**Task description:** Edit the lines from the one containing "of the green" through the last line, both included, replacing "bottom stair step" with "lowest stair step" and leaving everything else unchanged. Return only those lines.

(Object point labels)

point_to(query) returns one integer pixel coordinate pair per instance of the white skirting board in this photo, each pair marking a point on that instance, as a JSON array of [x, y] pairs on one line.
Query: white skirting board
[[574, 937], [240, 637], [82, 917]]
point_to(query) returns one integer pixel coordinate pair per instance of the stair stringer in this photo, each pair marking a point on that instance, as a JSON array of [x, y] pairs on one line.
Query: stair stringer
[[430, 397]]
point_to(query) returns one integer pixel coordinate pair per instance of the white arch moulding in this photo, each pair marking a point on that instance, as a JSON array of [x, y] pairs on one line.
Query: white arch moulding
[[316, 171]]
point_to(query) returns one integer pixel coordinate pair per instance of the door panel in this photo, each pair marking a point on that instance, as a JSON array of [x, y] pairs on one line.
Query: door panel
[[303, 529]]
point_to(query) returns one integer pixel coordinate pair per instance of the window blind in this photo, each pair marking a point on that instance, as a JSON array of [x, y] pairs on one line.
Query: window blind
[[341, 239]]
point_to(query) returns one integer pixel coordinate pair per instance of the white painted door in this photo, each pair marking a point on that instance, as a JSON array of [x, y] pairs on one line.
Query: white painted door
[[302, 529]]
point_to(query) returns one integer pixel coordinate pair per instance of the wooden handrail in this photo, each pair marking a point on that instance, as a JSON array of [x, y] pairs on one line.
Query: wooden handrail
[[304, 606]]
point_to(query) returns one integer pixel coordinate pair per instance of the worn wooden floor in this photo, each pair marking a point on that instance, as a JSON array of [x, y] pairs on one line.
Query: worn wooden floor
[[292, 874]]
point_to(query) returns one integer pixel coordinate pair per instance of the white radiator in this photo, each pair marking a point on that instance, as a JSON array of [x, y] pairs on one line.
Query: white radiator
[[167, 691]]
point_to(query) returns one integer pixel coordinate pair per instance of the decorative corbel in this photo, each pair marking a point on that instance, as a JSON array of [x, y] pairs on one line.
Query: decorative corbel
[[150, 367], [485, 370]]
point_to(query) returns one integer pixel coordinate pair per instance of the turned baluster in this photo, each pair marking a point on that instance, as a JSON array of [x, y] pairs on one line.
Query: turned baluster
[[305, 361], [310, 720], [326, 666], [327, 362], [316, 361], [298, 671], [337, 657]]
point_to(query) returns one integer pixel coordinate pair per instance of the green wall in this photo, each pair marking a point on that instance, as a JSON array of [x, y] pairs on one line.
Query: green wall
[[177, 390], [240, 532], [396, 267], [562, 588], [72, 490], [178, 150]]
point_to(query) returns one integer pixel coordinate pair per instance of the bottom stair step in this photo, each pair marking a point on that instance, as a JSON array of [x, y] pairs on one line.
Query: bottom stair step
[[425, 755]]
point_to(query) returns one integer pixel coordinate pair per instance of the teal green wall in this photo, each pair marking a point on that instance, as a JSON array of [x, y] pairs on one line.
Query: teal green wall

**Result:**
point_to(query) returns one integer pixel coordinate pair per instance of the green wall in this photo, each pair marking a point on that instance, as a JSON array of [x, y] pairs on one line.
Query: green wall
[[177, 390], [240, 532], [396, 267], [562, 588], [72, 490], [178, 150]]
point_to(query) returns one integer pixel coordinate pair per instance of the lowest stair step in this photo, each pair marking a point on that instance, as a JSON array of [x, y] pairs on one line.
Query: lowest stair step
[[425, 755]]
point_to(query) returns one integer pixel coordinate pair per instance of the teal green wall in this photo, each pair marking a point on that instance, as a JSON array of [x, y] pairs on one line.
Query: teal green wall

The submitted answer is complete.